- Extract:
After six years of infertility, we were overjoyed to adopt our daughter. Over the next few years I was busy raising our daughter
while I continuing to work part-time. I loved doing art projects and crafts with my young daughter and volunteering in preschool and elementary school. I truly love being around children and I especially love to watch them create. When my daughter started elementary school I had some time to take fine art classes again. Although Interior Designer is a creative occupation, I did not make the time to paint or create fine art for pure enjoyment, which I truly missed. I enjoyed painting again for two years but with the addition of our son in 2000 fine art was pushed into the background as other responsibilities again became more important.
Both my husband and I had traveled across the United States with our respective families when we were children. California had left an indelible impression in our minds. We disliked the snow and cold of the North East and longed for a different climate. 2003 would mark a major change in our lives, a move to Southern California. We needed a fresh start after the demise of my husband’s business. It was a very difficult transition. After settling everyone in to their new life, I returned to part-time work as an interior designer and became a Certified Interior Designer in California. Less than 3 years after our move: CANCER. Although I was the one diagnosed, the disease affects the whole family. As I mentioned earlier, the whole family used art to help us process our emotions during this difficult time in our lives.
As many people can attest, cancer forces you to make changes in your life whether you want to or not! Cancer helped me to sort out what was important to me.
Cancer taught me to:
• Stop and smell the flowers
• Don’t worry about everything – just the important things
• Make memories
• Attain balance in work and in life
Major Life Change
I also learned that even though a couple can go through the same experience, we all process it differently and have different priorities. In May of 2011, I filed for divorce from my high school sweetheart after 28 years of marriage. In August of 2011, I returned to full-time employment in the field of Commercial Property Management and I have added a California Real Estate Salesperson license to my resume.
I believe art in education is vital. I am currently the Newport Mesa School District Coordinator for the California Alliance for Arts Education. My role is to keep those interested in arts, education and creativity informed and to share the good news about the arts in our District.
I enjoy donating my time and talent to various non-profit groups. Over the years I have been active with Art & Creativity for Healing, Kids Konnected, OC Komen, and the Chuck Jones Center for Creativity.
Although creating art is not my “day” job, I cannot separate my creativity and my way of looking at the world from my life.
Life is Art and Art is my Life…
Mary Beth currently resides in Newport Beach, California with her two children and of course a dog and cat.

- Collected data:
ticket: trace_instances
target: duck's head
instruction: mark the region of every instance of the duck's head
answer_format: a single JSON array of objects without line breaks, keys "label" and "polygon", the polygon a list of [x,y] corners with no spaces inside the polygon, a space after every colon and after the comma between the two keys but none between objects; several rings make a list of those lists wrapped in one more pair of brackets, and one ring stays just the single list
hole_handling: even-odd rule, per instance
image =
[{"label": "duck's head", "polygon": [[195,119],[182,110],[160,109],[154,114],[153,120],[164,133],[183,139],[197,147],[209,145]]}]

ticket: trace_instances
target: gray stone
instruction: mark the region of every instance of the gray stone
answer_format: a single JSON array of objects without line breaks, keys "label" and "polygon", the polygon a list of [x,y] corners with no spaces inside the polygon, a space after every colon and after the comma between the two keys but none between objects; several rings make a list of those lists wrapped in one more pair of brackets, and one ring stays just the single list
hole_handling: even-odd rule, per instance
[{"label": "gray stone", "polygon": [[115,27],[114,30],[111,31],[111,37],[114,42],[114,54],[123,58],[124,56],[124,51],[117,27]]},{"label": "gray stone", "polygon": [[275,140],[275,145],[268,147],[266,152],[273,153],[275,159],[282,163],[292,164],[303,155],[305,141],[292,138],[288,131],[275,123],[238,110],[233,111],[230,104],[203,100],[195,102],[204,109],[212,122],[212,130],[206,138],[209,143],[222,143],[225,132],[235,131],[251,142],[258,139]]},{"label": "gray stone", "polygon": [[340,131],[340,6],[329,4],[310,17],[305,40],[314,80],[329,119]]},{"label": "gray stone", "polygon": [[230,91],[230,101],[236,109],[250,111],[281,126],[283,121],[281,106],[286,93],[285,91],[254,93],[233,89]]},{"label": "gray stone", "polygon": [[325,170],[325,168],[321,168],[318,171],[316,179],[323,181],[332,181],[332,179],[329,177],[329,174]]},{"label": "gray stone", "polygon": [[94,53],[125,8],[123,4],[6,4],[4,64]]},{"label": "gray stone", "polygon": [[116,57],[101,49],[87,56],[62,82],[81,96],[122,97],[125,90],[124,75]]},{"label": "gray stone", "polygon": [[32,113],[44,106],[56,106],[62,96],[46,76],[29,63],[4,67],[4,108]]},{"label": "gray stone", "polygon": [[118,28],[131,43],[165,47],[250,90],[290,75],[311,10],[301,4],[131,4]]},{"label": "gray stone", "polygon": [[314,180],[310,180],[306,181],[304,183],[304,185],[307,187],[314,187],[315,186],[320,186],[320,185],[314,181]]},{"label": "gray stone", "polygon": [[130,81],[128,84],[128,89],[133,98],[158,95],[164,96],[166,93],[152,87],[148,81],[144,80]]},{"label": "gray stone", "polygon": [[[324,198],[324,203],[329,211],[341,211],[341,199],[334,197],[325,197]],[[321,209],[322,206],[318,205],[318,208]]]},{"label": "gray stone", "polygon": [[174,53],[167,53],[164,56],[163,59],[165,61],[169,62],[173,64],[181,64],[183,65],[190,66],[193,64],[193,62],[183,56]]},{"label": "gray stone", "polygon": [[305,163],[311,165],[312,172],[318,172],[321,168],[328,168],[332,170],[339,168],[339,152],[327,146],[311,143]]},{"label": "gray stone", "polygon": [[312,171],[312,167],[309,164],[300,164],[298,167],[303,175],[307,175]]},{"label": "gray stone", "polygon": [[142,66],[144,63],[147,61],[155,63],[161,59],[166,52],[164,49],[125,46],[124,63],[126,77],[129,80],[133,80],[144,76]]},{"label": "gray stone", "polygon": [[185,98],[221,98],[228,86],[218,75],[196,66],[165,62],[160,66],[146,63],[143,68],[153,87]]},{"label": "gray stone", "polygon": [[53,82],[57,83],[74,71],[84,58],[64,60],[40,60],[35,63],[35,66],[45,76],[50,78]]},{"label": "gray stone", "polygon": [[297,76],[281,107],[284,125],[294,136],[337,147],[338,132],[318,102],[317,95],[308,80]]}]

- Actions to take:
**1.** Answer these questions using the personal history:
(a) In what year did the family move to Southern California?
(b) In what field did the writer return to full-time employment in August 2011?
(c) What position does the writer currently hold with the California Alliance for Arts Education?
**2.** Duplicate the part of the personal history starting with "As many people" and going on through "important to me.".
The records were drawn from a source other than the personal history.

- Responses in order:
**1.**
(a) 2003
(b) Commercial Property Management
(c) Newport Mesa School District Coordinator

**2.**
As many people can attest, cancer forces you to make changes in your life whether you want to or not! Cancer helped me to sort out what was important to me.